Actions to take:
A - Translate this sentence from the passage on jacket layering into Spanish: "Also a 3-in-1 jacket tends to be much more expensive."
B - Pick up the passage on jacket layering where it stops and extend it with a few more sentences.

[[ Text segment open ]]

Isn't a zip-off style or 3-in-1 jacket the best of everything? For some people yes, but if you're trying to optimize at the highest levels of performance, you may want to fine tune amount of insulation, materials, etc. based on minor changes in circumstance. A 3-in-1 would force you to go with what's built-in, without this degree of control. Also a 3-in-1 jacket tends to be much more expensive.
Another option for many folks is a soft shell, which blends elements of outer layer with middle layer. In a nutshell, soft shells are insulated but tend to be a little less wind & waterproof than hard shells because they nay not have the full-on waterproof-breathable membrane. Check our detailed comparison.
Conclusion
Few people compare the material technological differences that affect wind & waterproofing or breathability; i.e., the traits that relate to thermoregulation as a broad factor for technical clothing. It may be best to look at the other 2 broad factor categories: durability & activity performance, or general factors such as price and style, or whether or not the outer layer is insulated.

[[ Text segment closed ]]
[[ Record excerpts open ]]

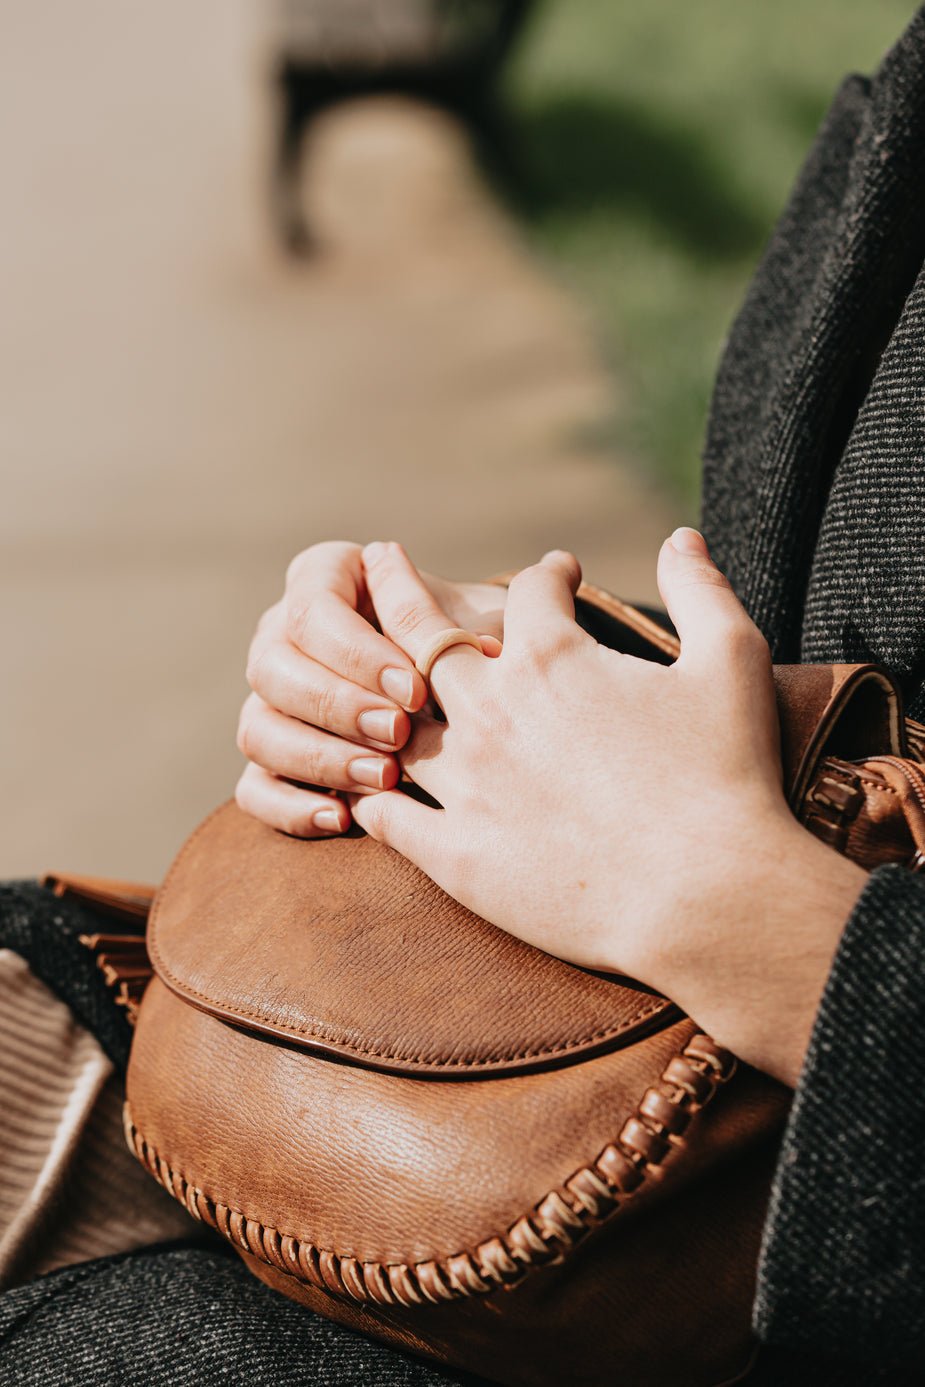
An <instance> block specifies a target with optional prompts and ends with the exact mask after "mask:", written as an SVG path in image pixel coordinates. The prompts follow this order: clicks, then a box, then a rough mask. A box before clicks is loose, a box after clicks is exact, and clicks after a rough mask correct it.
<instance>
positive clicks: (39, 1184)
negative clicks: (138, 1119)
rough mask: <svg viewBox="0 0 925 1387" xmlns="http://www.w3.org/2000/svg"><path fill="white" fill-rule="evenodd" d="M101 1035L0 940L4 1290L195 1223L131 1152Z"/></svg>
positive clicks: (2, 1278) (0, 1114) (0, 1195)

[[ Record excerpts closed ]]
[[ Record excerpts open ]]

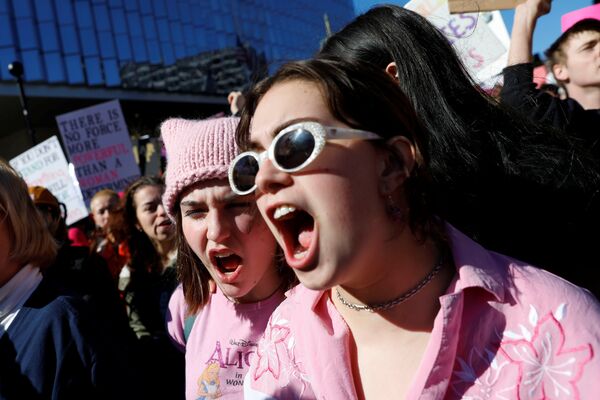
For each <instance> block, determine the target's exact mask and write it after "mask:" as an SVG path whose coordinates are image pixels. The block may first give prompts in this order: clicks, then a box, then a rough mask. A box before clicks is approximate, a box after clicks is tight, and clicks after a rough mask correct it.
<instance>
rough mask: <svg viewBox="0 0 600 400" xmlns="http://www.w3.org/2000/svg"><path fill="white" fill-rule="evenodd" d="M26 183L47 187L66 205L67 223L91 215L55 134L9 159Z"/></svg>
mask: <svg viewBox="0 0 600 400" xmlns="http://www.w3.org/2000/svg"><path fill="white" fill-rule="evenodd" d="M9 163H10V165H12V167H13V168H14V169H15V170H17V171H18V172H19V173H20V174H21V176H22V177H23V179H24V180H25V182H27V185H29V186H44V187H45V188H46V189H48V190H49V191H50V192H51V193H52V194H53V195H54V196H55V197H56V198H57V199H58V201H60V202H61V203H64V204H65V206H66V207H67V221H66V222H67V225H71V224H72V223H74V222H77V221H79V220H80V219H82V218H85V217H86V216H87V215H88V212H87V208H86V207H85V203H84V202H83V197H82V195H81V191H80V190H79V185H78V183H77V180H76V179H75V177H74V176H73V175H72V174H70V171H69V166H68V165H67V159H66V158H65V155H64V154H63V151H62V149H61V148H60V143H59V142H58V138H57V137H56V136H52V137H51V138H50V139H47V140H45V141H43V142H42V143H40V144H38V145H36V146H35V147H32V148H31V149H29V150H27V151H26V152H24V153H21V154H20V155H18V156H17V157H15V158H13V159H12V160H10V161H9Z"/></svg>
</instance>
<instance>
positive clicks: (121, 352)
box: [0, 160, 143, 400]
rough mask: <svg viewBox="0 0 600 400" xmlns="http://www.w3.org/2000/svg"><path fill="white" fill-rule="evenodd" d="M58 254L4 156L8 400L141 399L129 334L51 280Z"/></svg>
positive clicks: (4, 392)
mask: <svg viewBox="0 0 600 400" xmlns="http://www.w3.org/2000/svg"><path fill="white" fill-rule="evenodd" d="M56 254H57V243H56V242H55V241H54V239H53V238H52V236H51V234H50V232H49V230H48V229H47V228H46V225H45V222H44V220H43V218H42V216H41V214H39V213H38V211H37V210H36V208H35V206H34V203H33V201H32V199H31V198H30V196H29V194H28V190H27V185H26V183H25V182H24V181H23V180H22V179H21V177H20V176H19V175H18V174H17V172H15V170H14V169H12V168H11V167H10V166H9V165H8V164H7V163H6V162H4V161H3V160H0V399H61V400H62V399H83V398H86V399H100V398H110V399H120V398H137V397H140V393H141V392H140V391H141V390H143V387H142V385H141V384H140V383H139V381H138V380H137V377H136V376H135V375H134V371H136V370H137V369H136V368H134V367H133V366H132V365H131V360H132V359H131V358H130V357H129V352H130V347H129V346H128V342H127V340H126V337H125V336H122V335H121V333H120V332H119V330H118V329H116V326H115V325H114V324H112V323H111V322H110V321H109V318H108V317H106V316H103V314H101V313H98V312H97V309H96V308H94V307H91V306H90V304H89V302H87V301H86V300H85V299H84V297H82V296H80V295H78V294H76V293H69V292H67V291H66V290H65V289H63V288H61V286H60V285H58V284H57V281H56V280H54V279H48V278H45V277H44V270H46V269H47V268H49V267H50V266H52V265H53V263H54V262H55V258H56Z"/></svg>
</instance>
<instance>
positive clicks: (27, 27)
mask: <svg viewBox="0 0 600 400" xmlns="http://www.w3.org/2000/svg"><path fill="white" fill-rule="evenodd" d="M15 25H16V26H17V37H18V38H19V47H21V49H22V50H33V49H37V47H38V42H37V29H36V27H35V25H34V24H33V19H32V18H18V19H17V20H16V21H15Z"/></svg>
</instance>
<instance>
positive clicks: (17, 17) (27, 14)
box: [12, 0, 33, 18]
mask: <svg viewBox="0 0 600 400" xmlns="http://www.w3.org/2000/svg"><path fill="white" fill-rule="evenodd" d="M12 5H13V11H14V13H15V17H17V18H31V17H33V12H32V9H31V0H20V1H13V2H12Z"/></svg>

[[ Record excerpts closed ]]

Outputs in order:
A - Además, una chaqueta 3 en 1 suele ser mucho más cara.

B -
Do you need any middle layer(s)?
We discuss the middle layer last, because its primary purpose, insulation, may have already been achieved by heavyweight base layers or an insulated outer layer. In other words, depending on your needs, more insulation via middle layers may not be necessary. Again this is something you'll need to figure out for your body, we rent some basic mid-layers that you can experiment with (you can also try renting jackets or pants with varying levels of built-in insulation).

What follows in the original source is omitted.